## [PASSAGE SHOWN]

____

# One thing that's a fact!



## Guest (Aug 5, 2018)

Truer words have never been spoken!


----------



## permitchaser (Aug 26, 2013)

Ok,
My boat is hard to pole. As a matter of fact it may be the hardest flats boat to pole. Lets see you beat that


----------



## Backwater (Dec 14, 2014)

You're right. So many youtube experts or those watch it on youtube...










and then become internet experts...

















But can't get it done out there on their own without someone literally handing it to them. And even then, they've now become experts on the subject(s).










And where there are ones who have put in their dues and have real experience to share, get lost in the clutter of "internet expert" noise.










That is the unfortunate reality of it all.

On that note...


----------



## KCTim (Feb 7, 2017)

What's up with the cats?


----------



## Rick hambric (Jun 24, 2017)

TimR said:


> What's up with the cats?


Good shark bait!!!
On a side note, I do believe I’m going insane.Being a business owner has its ups and downs.... I’ve worked the past 37 days straight.... I hear the sirens calling my name


----------



## Zika (Aug 6, 2015)

Twitter never caught a single fish.


----------



## MatthewAbbott (Feb 25, 2017)

Rick hambric said:


> Good shark bait!!!

____

## [RAW DATA]

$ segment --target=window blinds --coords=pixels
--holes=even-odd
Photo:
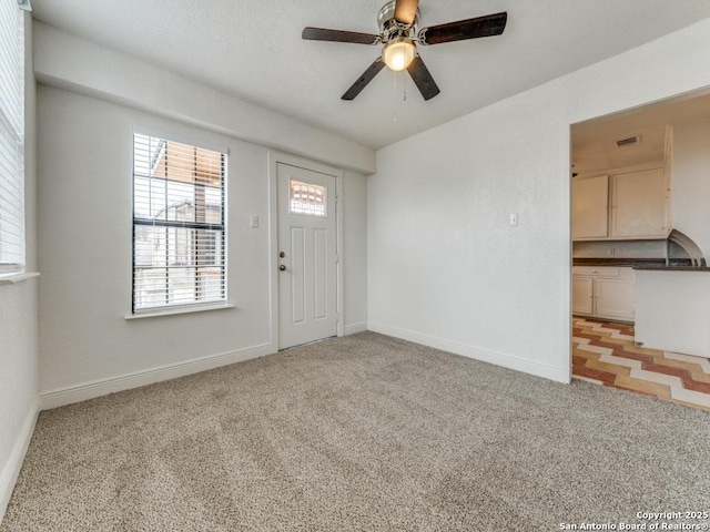
[[[226,155],[133,136],[133,311],[224,301]]]
[[[0,1],[0,274],[24,265],[24,18]]]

____

## [TASKS FOR THIS EXERCISE]
1. Reproduce the thread between "## permitchaser (Aug" and "it on youtube...", inclusive, switching "boat" to "skiff".
2. Gather every line of the records that contains the string "blinds".

## [COMPLETED EXERCISE]
1.
## permitchaser (Aug 26, 2013)

Ok,
My skiff is hard to pole. As a matter of fact it may be the hardest flats skiff to pole. Lets see you beat that


----------



## Backwater (Dec 14, 2014)

You're right. So many youtube experts or those watch it on youtube...

2.
$ segment --target=window blinds --coords=pixels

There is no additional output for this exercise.